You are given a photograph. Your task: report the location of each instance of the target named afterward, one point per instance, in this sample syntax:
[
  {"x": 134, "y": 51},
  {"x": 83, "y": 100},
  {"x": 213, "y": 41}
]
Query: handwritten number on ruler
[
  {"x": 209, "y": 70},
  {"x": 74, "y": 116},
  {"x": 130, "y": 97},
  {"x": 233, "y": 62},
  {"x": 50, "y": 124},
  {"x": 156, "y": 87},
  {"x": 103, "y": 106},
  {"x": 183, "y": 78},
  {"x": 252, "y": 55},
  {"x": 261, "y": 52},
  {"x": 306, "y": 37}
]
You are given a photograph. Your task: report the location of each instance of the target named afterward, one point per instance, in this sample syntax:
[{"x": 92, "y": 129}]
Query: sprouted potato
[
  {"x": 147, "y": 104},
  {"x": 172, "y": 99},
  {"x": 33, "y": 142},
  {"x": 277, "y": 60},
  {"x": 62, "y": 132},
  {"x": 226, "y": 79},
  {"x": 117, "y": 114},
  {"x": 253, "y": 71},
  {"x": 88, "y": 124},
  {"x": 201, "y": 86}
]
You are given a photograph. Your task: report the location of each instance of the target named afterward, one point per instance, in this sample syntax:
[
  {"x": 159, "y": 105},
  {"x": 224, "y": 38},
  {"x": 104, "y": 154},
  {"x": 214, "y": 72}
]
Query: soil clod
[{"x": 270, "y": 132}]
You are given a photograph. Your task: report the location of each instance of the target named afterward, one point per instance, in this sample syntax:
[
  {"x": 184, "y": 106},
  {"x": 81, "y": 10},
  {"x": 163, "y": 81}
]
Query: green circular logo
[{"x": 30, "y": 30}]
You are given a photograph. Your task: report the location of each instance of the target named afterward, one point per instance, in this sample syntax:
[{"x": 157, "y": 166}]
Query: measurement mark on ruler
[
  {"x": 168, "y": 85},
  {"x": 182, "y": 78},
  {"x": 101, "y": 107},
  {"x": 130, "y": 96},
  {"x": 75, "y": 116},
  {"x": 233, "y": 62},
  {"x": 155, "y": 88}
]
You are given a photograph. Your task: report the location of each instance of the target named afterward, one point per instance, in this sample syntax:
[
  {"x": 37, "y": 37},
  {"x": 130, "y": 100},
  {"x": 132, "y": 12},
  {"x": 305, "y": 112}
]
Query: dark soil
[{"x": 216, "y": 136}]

HOW TO COMPLETE THIS TASK: Reproduce the listing above in full, word for word.

EXERCISE ANSWER:
You are given a photograph. Your task: report the location of each instance of the target named afterward, one point per instance, in this sample syntax:
[
  {"x": 134, "y": 51},
  {"x": 83, "y": 100},
  {"x": 213, "y": 41}
]
Query: handwritten number on ruler
[
  {"x": 209, "y": 70},
  {"x": 74, "y": 116},
  {"x": 130, "y": 97},
  {"x": 233, "y": 62},
  {"x": 50, "y": 124},
  {"x": 156, "y": 87},
  {"x": 103, "y": 106},
  {"x": 183, "y": 78},
  {"x": 252, "y": 55},
  {"x": 261, "y": 52},
  {"x": 306, "y": 37}
]
You are given a photograph. Your task: report the location of each instance of the target named afterward, one point per instance, in this sample syntax:
[{"x": 92, "y": 129}]
Query: sprouted potato
[
  {"x": 147, "y": 104},
  {"x": 172, "y": 99},
  {"x": 33, "y": 142},
  {"x": 277, "y": 60},
  {"x": 62, "y": 132},
  {"x": 226, "y": 79},
  {"x": 117, "y": 114},
  {"x": 253, "y": 71},
  {"x": 88, "y": 124},
  {"x": 201, "y": 86}
]
You are given a photograph. Your task: report the location of each instance of the target named afterward, one point per instance, in this sample syntax:
[
  {"x": 159, "y": 105},
  {"x": 224, "y": 38},
  {"x": 104, "y": 154},
  {"x": 214, "y": 72}
]
Query: soil clod
[{"x": 270, "y": 132}]
You are given a photograph. Your task: report the location of each instance of the target named afterward, one point per instance, in this sample syntax:
[
  {"x": 184, "y": 106},
  {"x": 81, "y": 10},
  {"x": 163, "y": 81}
]
Query: green circular logo
[{"x": 30, "y": 30}]
You are given a photograph. Your task: report the location of each instance of the target named afterward, one point per instance, in this sample syntax:
[{"x": 157, "y": 166}]
Query: measurement mark on ruler
[
  {"x": 168, "y": 85},
  {"x": 182, "y": 78},
  {"x": 101, "y": 107},
  {"x": 130, "y": 96},
  {"x": 75, "y": 116},
  {"x": 233, "y": 62},
  {"x": 155, "y": 88}
]
You are given a photograph. Your task: report the location of each instance of the target named afterward, one point per instance, in this sample syntax:
[
  {"x": 37, "y": 37},
  {"x": 130, "y": 100},
  {"x": 132, "y": 12},
  {"x": 305, "y": 112}
]
Query: dark soil
[{"x": 216, "y": 136}]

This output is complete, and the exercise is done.